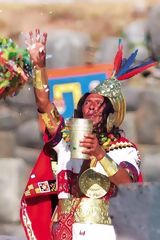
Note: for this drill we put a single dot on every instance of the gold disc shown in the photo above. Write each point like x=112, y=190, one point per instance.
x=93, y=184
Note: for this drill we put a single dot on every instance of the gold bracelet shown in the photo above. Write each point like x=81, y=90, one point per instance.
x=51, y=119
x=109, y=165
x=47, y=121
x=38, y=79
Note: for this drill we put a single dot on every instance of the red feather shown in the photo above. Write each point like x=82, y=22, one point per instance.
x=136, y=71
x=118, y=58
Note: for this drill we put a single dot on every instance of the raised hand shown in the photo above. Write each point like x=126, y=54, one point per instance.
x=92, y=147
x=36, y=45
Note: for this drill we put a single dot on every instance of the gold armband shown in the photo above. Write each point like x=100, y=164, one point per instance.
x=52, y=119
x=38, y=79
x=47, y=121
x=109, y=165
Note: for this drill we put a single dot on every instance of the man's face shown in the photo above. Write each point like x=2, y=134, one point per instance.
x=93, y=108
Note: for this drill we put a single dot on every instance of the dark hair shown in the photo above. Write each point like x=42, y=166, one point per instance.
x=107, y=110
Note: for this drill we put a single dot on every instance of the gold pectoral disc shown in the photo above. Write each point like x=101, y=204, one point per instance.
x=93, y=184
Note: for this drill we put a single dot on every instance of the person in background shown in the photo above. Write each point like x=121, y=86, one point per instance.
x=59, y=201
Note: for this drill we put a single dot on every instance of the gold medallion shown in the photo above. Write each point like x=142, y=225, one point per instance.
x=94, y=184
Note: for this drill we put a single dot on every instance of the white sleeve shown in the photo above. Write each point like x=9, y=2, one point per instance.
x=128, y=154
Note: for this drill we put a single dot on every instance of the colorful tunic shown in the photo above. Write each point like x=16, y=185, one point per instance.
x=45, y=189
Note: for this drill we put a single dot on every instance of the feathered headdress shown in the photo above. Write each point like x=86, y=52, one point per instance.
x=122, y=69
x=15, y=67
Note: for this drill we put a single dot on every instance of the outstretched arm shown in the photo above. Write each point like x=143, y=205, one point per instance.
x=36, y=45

---

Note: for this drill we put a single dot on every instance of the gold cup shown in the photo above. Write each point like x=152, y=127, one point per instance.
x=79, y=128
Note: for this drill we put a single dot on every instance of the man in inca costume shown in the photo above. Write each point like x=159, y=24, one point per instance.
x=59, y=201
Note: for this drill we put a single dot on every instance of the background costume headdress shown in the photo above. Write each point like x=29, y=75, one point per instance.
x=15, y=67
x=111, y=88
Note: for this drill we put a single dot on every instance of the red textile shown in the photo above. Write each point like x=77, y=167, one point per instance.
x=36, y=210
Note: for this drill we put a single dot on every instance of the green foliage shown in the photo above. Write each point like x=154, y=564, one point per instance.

● **Work to do**:
Please reproduce verbatim the lines of the records above that run from the line holding "y=225, one point per instance." through the line holding "x=94, y=184", both included.

● **Full answer**:
Note: for this drill we put a single dot on every instance of the gold medallion shown in the photo above. Write each point like x=142, y=225, one point per instance.
x=94, y=184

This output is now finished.